→ **Problems and tasks**
A – Answer these questions from the excerpt on civil society in Africa, one answer per line:
(i) In which decade did sub-Saharan Africa see a quickening of democratic pressures?
(ii) How many African states does the excerpt say have undergone political liberalization or a transfer of power through competitive elections within the past five years?
(iii) How do a few writers define civil society more narrowly?
B – List every city named in the excerpt on civil society in Africa.
C – Translate this sentence from the excerpt on civil society in Africa into Spanish: "A few writers have defined the concept even more narrowly, as nonparty political opposition."

→ **Excerpt**
START

No less than other regions of the world, sub-Saharan Africa experienced a quickening of democratic pressures during the 1980s. Within the past five years, more than three dozen African states long characterized by authoritarian rule have undergone political liberalization or a transfer of power through competitive elections. Although [End Page 172] international pressure has frequently influenced political transitions in Africa, the main catalysts of change have been Africans themselves. Professional associations, labor unions, churches, and human rights activists have spearheaded many of the region’s democratic movements, while a panoply of local organizations, social networks, and market channels have served to undermine the legitimacy and power of authoritarian incumbents. The recent increase in grassroots organization and political participation has drawn attention to the character of civil society in the region. Civil Society and the State in Africa is a wide-ranging and conceptually ambitious exploration of this subject.

The idea of civil society has enjoyed a spectacular renaissance in recent years, as citizens from Warsaw to Lusaka, Santiago to Beijing, have struck with a vengeance at entrenched autocratic regimes. The global resurgence of autonomous popular organization, civic activism, and political contestation has provoked a search for analytic tools to help us make sense of these historic shifts in state-society relations. Despite its origins in European political theory, the idea of civil society has often appeared as a universal verity in comparative analyses of democratic change. Yet the concept has revealed many permutations, even within the European context, and its applicability to African circumstances is by no means self-evident.

Many analysts adopt a broad view of civil society as a diverse realm of private and particular concerns outside the formal precincts of the state, while others stress the role of organized interests interacting within a common civic sphere. A few writers have defined the concept even more narrowly, as nonparty political opposition. The colonial origins of African states—and the heterogeneous and divided societies that have emerged—raise questions specific to the region. Is it reasonable to conceive of a coherent civil society in such fractious countries as Zaire, Mozambique, Rwanda, and Liberia? Is there a clear demarcation between the public and private realms in Africa’s personalized, clientelist states? Even if we can discern the outlines of a civic sphere in many African countries, does it necessarily follow that African civil society is democratic in its aspirations and activities?

END

→ **Information given**

START

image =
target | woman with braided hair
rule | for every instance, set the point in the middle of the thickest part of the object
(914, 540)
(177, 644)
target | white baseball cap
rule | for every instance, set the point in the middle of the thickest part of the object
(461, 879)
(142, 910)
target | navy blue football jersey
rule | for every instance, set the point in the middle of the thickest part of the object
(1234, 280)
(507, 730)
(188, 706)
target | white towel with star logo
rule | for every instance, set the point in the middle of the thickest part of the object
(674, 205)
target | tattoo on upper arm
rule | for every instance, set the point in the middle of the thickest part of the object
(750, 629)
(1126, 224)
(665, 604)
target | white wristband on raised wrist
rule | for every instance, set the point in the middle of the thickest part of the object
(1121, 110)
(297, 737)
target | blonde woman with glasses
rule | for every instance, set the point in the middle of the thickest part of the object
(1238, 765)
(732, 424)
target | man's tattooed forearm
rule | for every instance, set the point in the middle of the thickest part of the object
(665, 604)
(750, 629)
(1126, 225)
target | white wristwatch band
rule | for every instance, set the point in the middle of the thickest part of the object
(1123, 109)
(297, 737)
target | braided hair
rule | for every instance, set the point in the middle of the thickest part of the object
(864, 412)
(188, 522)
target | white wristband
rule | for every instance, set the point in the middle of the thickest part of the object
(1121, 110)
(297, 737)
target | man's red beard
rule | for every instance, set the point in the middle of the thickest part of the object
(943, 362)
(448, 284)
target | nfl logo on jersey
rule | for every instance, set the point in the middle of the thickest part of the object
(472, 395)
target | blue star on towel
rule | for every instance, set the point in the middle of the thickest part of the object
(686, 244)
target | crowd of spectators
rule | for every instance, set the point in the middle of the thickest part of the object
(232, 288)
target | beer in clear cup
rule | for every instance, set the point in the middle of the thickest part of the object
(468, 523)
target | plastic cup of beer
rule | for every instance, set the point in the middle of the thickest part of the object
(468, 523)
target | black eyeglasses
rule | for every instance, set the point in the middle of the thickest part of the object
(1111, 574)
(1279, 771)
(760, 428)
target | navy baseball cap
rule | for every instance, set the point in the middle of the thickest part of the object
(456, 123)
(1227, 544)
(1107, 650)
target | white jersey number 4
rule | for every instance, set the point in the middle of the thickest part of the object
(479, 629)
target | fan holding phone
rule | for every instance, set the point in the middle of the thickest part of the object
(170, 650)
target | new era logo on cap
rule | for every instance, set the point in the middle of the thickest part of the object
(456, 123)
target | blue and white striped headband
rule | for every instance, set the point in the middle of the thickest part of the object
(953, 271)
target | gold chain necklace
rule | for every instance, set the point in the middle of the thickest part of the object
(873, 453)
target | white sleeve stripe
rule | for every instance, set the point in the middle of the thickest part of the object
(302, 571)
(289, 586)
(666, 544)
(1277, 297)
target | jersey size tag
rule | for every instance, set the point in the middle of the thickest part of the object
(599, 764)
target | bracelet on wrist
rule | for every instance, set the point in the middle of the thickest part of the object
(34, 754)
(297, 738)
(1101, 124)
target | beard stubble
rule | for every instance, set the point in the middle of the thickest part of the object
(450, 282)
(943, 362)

END

→ **Results in order**
A –
(i) The 1980s.
(ii) More than three dozen.
(iii) As nonparty political opposition.

B – Warsaw, Lusaka, Santiago, Beijing

C – Algunos autores han definido el concepto de manera aún más restringida, como oposición política no partidista.